Records from a data source
⁂
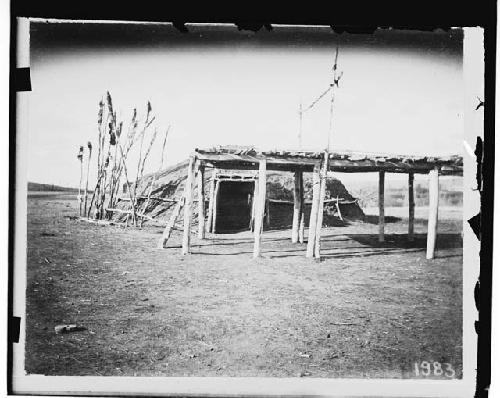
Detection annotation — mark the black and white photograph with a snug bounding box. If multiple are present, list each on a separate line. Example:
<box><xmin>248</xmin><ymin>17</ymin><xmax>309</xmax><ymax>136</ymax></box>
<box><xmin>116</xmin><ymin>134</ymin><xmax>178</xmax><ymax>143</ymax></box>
<box><xmin>8</xmin><ymin>14</ymin><xmax>484</xmax><ymax>396</ymax></box>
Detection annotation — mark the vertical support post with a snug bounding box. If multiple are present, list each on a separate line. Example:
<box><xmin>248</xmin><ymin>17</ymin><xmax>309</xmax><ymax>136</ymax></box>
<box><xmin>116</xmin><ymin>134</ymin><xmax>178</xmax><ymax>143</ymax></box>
<box><xmin>205</xmin><ymin>169</ymin><xmax>216</xmax><ymax>232</ymax></box>
<box><xmin>264</xmin><ymin>198</ymin><xmax>271</xmax><ymax>227</ymax></box>
<box><xmin>253</xmin><ymin>158</ymin><xmax>266</xmax><ymax>258</ymax></box>
<box><xmin>182</xmin><ymin>156</ymin><xmax>195</xmax><ymax>255</ymax></box>
<box><xmin>306</xmin><ymin>164</ymin><xmax>320</xmax><ymax>258</ymax></box>
<box><xmin>292</xmin><ymin>171</ymin><xmax>303</xmax><ymax>243</ymax></box>
<box><xmin>408</xmin><ymin>172</ymin><xmax>415</xmax><ymax>242</ymax></box>
<box><xmin>426</xmin><ymin>167</ymin><xmax>439</xmax><ymax>260</ymax></box>
<box><xmin>212</xmin><ymin>180</ymin><xmax>220</xmax><ymax>234</ymax></box>
<box><xmin>314</xmin><ymin>151</ymin><xmax>330</xmax><ymax>259</ymax></box>
<box><xmin>378</xmin><ymin>171</ymin><xmax>385</xmax><ymax>242</ymax></box>
<box><xmin>197</xmin><ymin>164</ymin><xmax>205</xmax><ymax>239</ymax></box>
<box><xmin>299</xmin><ymin>182</ymin><xmax>305</xmax><ymax>243</ymax></box>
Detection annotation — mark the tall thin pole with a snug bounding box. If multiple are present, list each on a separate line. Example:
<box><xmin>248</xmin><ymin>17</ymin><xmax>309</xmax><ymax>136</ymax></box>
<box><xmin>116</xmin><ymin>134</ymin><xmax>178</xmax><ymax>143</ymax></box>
<box><xmin>299</xmin><ymin>101</ymin><xmax>302</xmax><ymax>149</ymax></box>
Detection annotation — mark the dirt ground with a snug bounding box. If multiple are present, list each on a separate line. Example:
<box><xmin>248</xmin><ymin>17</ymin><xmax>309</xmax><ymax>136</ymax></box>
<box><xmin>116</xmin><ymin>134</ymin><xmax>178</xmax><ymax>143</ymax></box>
<box><xmin>22</xmin><ymin>194</ymin><xmax>462</xmax><ymax>378</ymax></box>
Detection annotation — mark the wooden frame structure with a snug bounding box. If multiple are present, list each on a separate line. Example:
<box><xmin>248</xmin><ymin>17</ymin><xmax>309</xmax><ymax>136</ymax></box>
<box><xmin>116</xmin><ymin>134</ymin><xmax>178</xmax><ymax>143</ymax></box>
<box><xmin>175</xmin><ymin>147</ymin><xmax>463</xmax><ymax>259</ymax></box>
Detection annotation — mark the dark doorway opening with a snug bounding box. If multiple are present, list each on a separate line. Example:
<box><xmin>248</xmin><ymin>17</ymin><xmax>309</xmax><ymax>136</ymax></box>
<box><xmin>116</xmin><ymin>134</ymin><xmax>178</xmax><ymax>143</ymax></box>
<box><xmin>215</xmin><ymin>181</ymin><xmax>254</xmax><ymax>233</ymax></box>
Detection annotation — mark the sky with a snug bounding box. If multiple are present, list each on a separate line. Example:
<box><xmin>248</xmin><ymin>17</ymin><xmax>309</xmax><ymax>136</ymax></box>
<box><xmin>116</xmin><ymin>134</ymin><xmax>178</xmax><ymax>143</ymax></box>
<box><xmin>28</xmin><ymin>22</ymin><xmax>464</xmax><ymax>186</ymax></box>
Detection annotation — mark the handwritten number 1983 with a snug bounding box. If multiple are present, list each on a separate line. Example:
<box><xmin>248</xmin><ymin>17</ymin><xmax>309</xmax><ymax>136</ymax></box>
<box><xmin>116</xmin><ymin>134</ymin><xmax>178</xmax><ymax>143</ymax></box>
<box><xmin>415</xmin><ymin>361</ymin><xmax>455</xmax><ymax>379</ymax></box>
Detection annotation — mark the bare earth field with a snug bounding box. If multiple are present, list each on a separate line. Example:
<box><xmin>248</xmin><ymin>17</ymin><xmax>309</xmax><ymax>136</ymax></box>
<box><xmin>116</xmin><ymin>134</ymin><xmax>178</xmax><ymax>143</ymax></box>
<box><xmin>26</xmin><ymin>194</ymin><xmax>462</xmax><ymax>378</ymax></box>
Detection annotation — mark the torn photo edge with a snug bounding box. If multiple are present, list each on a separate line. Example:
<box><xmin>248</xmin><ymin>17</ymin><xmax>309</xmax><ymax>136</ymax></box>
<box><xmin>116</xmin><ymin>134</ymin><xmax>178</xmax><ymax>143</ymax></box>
<box><xmin>5</xmin><ymin>12</ymin><xmax>494</xmax><ymax>396</ymax></box>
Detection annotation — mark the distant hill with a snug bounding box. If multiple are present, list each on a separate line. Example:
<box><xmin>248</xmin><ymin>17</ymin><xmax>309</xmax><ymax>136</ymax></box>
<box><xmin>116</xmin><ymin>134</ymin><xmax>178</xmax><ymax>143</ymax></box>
<box><xmin>28</xmin><ymin>182</ymin><xmax>78</xmax><ymax>192</ymax></box>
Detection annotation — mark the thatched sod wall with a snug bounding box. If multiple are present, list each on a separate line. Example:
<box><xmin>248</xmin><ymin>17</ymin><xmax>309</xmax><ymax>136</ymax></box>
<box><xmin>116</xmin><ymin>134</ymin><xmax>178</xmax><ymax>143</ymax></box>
<box><xmin>113</xmin><ymin>161</ymin><xmax>364</xmax><ymax>232</ymax></box>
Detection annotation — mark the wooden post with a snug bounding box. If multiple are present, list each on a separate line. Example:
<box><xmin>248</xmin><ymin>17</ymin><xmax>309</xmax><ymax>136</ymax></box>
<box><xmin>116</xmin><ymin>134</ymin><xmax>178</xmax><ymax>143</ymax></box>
<box><xmin>250</xmin><ymin>180</ymin><xmax>259</xmax><ymax>232</ymax></box>
<box><xmin>212</xmin><ymin>180</ymin><xmax>220</xmax><ymax>234</ymax></box>
<box><xmin>378</xmin><ymin>171</ymin><xmax>385</xmax><ymax>242</ymax></box>
<box><xmin>157</xmin><ymin>196</ymin><xmax>186</xmax><ymax>249</ymax></box>
<box><xmin>314</xmin><ymin>151</ymin><xmax>329</xmax><ymax>259</ymax></box>
<box><xmin>205</xmin><ymin>169</ymin><xmax>216</xmax><ymax>232</ymax></box>
<box><xmin>426</xmin><ymin>167</ymin><xmax>439</xmax><ymax>260</ymax></box>
<box><xmin>292</xmin><ymin>171</ymin><xmax>303</xmax><ymax>243</ymax></box>
<box><xmin>197</xmin><ymin>164</ymin><xmax>205</xmax><ymax>239</ymax></box>
<box><xmin>408</xmin><ymin>172</ymin><xmax>415</xmax><ymax>242</ymax></box>
<box><xmin>306</xmin><ymin>164</ymin><xmax>321</xmax><ymax>258</ymax></box>
<box><xmin>182</xmin><ymin>156</ymin><xmax>194</xmax><ymax>255</ymax></box>
<box><xmin>253</xmin><ymin>158</ymin><xmax>266</xmax><ymax>258</ymax></box>
<box><xmin>264</xmin><ymin>198</ymin><xmax>271</xmax><ymax>228</ymax></box>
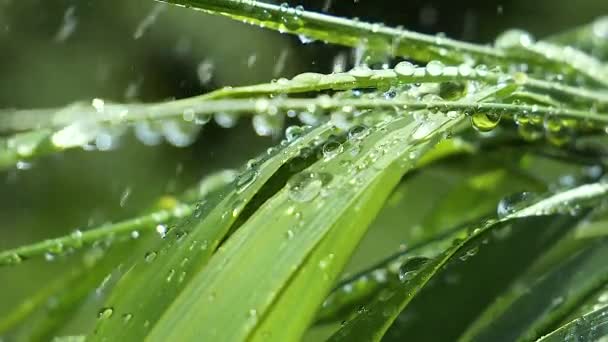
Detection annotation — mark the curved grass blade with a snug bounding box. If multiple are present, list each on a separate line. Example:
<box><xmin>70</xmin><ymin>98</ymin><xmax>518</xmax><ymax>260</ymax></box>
<box><xmin>0</xmin><ymin>171</ymin><xmax>235</xmax><ymax>267</ymax></box>
<box><xmin>141</xmin><ymin>108</ymin><xmax>462</xmax><ymax>340</ymax></box>
<box><xmin>157</xmin><ymin>0</ymin><xmax>504</xmax><ymax>63</ymax></box>
<box><xmin>91</xmin><ymin>125</ymin><xmax>335</xmax><ymax>341</ymax></box>
<box><xmin>317</xmin><ymin>150</ymin><xmax>545</xmax><ymax>323</ymax></box>
<box><xmin>537</xmin><ymin>306</ymin><xmax>608</xmax><ymax>342</ymax></box>
<box><xmin>460</xmin><ymin>240</ymin><xmax>608</xmax><ymax>341</ymax></box>
<box><xmin>547</xmin><ymin>16</ymin><xmax>608</xmax><ymax>61</ymax></box>
<box><xmin>332</xmin><ymin>183</ymin><xmax>608</xmax><ymax>341</ymax></box>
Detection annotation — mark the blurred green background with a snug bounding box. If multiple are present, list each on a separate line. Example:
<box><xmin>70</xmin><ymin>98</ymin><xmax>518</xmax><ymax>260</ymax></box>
<box><xmin>0</xmin><ymin>0</ymin><xmax>608</xmax><ymax>315</ymax></box>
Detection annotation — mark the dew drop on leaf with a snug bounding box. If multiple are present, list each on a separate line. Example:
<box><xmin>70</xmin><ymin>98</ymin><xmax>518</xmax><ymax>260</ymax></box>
<box><xmin>144</xmin><ymin>251</ymin><xmax>157</xmax><ymax>262</ymax></box>
<box><xmin>97</xmin><ymin>307</ymin><xmax>114</xmax><ymax>319</ymax></box>
<box><xmin>236</xmin><ymin>168</ymin><xmax>258</xmax><ymax>193</ymax></box>
<box><xmin>426</xmin><ymin>61</ymin><xmax>445</xmax><ymax>76</ymax></box>
<box><xmin>494</xmin><ymin>29</ymin><xmax>534</xmax><ymax>49</ymax></box>
<box><xmin>289</xmin><ymin>172</ymin><xmax>323</xmax><ymax>202</ymax></box>
<box><xmin>348</xmin><ymin>64</ymin><xmax>374</xmax><ymax>79</ymax></box>
<box><xmin>285</xmin><ymin>125</ymin><xmax>304</xmax><ymax>142</ymax></box>
<box><xmin>395</xmin><ymin>62</ymin><xmax>416</xmax><ymax>77</ymax></box>
<box><xmin>496</xmin><ymin>192</ymin><xmax>538</xmax><ymax>219</ymax></box>
<box><xmin>122</xmin><ymin>313</ymin><xmax>133</xmax><ymax>324</ymax></box>
<box><xmin>471</xmin><ymin>112</ymin><xmax>501</xmax><ymax>132</ymax></box>
<box><xmin>322</xmin><ymin>141</ymin><xmax>344</xmax><ymax>160</ymax></box>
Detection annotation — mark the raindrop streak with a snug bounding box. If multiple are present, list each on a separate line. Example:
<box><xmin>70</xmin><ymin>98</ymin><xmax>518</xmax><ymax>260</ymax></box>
<box><xmin>133</xmin><ymin>4</ymin><xmax>167</xmax><ymax>39</ymax></box>
<box><xmin>55</xmin><ymin>6</ymin><xmax>78</xmax><ymax>42</ymax></box>
<box><xmin>426</xmin><ymin>61</ymin><xmax>445</xmax><ymax>76</ymax></box>
<box><xmin>97</xmin><ymin>308</ymin><xmax>114</xmax><ymax>319</ymax></box>
<box><xmin>395</xmin><ymin>62</ymin><xmax>416</xmax><ymax>76</ymax></box>
<box><xmin>196</xmin><ymin>59</ymin><xmax>214</xmax><ymax>85</ymax></box>
<box><xmin>496</xmin><ymin>192</ymin><xmax>538</xmax><ymax>219</ymax></box>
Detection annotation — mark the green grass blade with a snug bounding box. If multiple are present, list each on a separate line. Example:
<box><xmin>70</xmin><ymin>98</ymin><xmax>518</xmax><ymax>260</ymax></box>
<box><xmin>317</xmin><ymin>149</ymin><xmax>545</xmax><ymax>323</ymax></box>
<box><xmin>537</xmin><ymin>306</ymin><xmax>608</xmax><ymax>342</ymax></box>
<box><xmin>141</xmin><ymin>109</ymin><xmax>458</xmax><ymax>340</ymax></box>
<box><xmin>332</xmin><ymin>183</ymin><xmax>608</xmax><ymax>341</ymax></box>
<box><xmin>157</xmin><ymin>0</ymin><xmax>504</xmax><ymax>63</ymax></box>
<box><xmin>461</xmin><ymin>240</ymin><xmax>608</xmax><ymax>341</ymax></box>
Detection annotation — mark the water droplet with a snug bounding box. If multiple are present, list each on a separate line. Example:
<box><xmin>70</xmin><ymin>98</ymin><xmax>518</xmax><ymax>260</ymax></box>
<box><xmin>322</xmin><ymin>141</ymin><xmax>344</xmax><ymax>160</ymax></box>
<box><xmin>285</xmin><ymin>229</ymin><xmax>295</xmax><ymax>240</ymax></box>
<box><xmin>122</xmin><ymin>313</ymin><xmax>133</xmax><ymax>324</ymax></box>
<box><xmin>426</xmin><ymin>61</ymin><xmax>445</xmax><ymax>76</ymax></box>
<box><xmin>496</xmin><ymin>192</ymin><xmax>538</xmax><ymax>219</ymax></box>
<box><xmin>289</xmin><ymin>172</ymin><xmax>323</xmax><ymax>202</ymax></box>
<box><xmin>460</xmin><ymin>246</ymin><xmax>479</xmax><ymax>261</ymax></box>
<box><xmin>196</xmin><ymin>59</ymin><xmax>214</xmax><ymax>85</ymax></box>
<box><xmin>291</xmin><ymin>72</ymin><xmax>325</xmax><ymax>86</ymax></box>
<box><xmin>513</xmin><ymin>72</ymin><xmax>528</xmax><ymax>85</ymax></box>
<box><xmin>494</xmin><ymin>29</ymin><xmax>534</xmax><ymax>49</ymax></box>
<box><xmin>395</xmin><ymin>62</ymin><xmax>416</xmax><ymax>77</ymax></box>
<box><xmin>236</xmin><ymin>169</ymin><xmax>258</xmax><ymax>193</ymax></box>
<box><xmin>144</xmin><ymin>251</ymin><xmax>157</xmax><ymax>262</ymax></box>
<box><xmin>166</xmin><ymin>269</ymin><xmax>175</xmax><ymax>283</ymax></box>
<box><xmin>458</xmin><ymin>64</ymin><xmax>473</xmax><ymax>77</ymax></box>
<box><xmin>543</xmin><ymin>115</ymin><xmax>572</xmax><ymax>146</ymax></box>
<box><xmin>155</xmin><ymin>224</ymin><xmax>167</xmax><ymax>239</ymax></box>
<box><xmin>475</xmin><ymin>64</ymin><xmax>488</xmax><ymax>77</ymax></box>
<box><xmin>213</xmin><ymin>112</ymin><xmax>238</xmax><ymax>128</ymax></box>
<box><xmin>285</xmin><ymin>126</ymin><xmax>304</xmax><ymax>142</ymax></box>
<box><xmin>471</xmin><ymin>112</ymin><xmax>501</xmax><ymax>132</ymax></box>
<box><xmin>97</xmin><ymin>307</ymin><xmax>114</xmax><ymax>319</ymax></box>
<box><xmin>348</xmin><ymin>64</ymin><xmax>374</xmax><ymax>78</ymax></box>
<box><xmin>348</xmin><ymin>125</ymin><xmax>369</xmax><ymax>140</ymax></box>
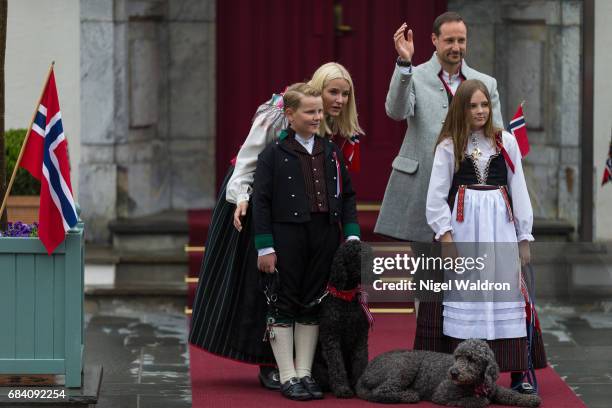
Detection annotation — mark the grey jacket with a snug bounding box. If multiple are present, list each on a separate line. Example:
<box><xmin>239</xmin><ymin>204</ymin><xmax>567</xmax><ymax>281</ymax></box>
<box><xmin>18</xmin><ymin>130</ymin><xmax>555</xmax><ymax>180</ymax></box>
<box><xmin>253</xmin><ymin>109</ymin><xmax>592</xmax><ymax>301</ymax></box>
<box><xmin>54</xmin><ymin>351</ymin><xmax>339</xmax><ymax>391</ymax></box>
<box><xmin>374</xmin><ymin>53</ymin><xmax>503</xmax><ymax>242</ymax></box>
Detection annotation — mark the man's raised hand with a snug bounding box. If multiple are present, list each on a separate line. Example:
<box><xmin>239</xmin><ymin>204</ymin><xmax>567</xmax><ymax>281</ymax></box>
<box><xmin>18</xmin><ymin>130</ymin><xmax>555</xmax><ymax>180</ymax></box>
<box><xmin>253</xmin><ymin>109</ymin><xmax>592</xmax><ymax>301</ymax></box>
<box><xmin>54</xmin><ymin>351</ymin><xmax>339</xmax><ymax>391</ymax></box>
<box><xmin>393</xmin><ymin>23</ymin><xmax>414</xmax><ymax>61</ymax></box>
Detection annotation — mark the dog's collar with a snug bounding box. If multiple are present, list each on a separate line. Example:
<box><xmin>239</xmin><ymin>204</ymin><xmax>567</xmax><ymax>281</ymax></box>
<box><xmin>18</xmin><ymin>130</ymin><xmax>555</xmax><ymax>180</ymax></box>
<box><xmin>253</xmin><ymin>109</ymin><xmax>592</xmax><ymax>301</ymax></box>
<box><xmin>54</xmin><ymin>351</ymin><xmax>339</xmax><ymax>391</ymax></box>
<box><xmin>474</xmin><ymin>383</ymin><xmax>491</xmax><ymax>397</ymax></box>
<box><xmin>327</xmin><ymin>283</ymin><xmax>361</xmax><ymax>302</ymax></box>
<box><xmin>326</xmin><ymin>283</ymin><xmax>374</xmax><ymax>328</ymax></box>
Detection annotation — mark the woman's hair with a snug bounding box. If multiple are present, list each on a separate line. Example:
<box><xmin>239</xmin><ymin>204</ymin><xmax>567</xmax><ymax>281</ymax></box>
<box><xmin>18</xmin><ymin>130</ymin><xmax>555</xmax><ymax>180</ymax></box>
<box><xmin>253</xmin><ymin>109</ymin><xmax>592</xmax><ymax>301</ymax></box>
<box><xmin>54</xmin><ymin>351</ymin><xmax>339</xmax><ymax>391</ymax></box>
<box><xmin>308</xmin><ymin>62</ymin><xmax>363</xmax><ymax>138</ymax></box>
<box><xmin>283</xmin><ymin>82</ymin><xmax>321</xmax><ymax>110</ymax></box>
<box><xmin>436</xmin><ymin>79</ymin><xmax>501</xmax><ymax>171</ymax></box>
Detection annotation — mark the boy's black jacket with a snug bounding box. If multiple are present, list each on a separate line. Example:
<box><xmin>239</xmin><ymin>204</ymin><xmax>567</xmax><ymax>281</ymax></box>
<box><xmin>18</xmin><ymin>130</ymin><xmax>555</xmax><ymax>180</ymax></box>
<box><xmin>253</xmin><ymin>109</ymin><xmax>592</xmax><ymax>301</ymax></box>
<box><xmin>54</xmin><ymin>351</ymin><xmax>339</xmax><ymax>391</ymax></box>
<box><xmin>253</xmin><ymin>128</ymin><xmax>359</xmax><ymax>249</ymax></box>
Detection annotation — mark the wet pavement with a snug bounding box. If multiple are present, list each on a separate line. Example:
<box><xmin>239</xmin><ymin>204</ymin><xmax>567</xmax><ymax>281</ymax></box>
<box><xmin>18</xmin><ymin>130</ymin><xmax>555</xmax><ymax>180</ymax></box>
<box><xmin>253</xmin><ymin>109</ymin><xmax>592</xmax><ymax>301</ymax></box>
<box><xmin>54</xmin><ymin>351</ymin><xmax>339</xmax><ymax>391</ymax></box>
<box><xmin>85</xmin><ymin>296</ymin><xmax>612</xmax><ymax>408</ymax></box>
<box><xmin>538</xmin><ymin>301</ymin><xmax>612</xmax><ymax>408</ymax></box>
<box><xmin>85</xmin><ymin>296</ymin><xmax>191</xmax><ymax>408</ymax></box>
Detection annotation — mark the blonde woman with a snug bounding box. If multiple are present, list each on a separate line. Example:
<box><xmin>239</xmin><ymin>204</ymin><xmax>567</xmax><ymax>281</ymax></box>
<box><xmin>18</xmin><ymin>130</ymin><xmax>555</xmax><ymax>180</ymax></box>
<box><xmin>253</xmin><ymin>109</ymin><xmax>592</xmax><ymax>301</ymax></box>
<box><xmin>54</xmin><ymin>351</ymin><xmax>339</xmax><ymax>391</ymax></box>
<box><xmin>189</xmin><ymin>62</ymin><xmax>363</xmax><ymax>389</ymax></box>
⁂
Aim
Copy exactly, word for word, the line with "Detection annotation — mark the blonde" through the final line of the listing.

Exercise result
Detection annotation — mark the blonde woman with a snug bounding box. If multiple are present, list each on a separate line. Example:
<box><xmin>239</xmin><ymin>204</ymin><xmax>567</xmax><ymax>281</ymax></box>
<box><xmin>18</xmin><ymin>130</ymin><xmax>555</xmax><ymax>180</ymax></box>
<box><xmin>253</xmin><ymin>109</ymin><xmax>592</xmax><ymax>301</ymax></box>
<box><xmin>54</xmin><ymin>351</ymin><xmax>339</xmax><ymax>391</ymax></box>
<box><xmin>189</xmin><ymin>62</ymin><xmax>363</xmax><ymax>389</ymax></box>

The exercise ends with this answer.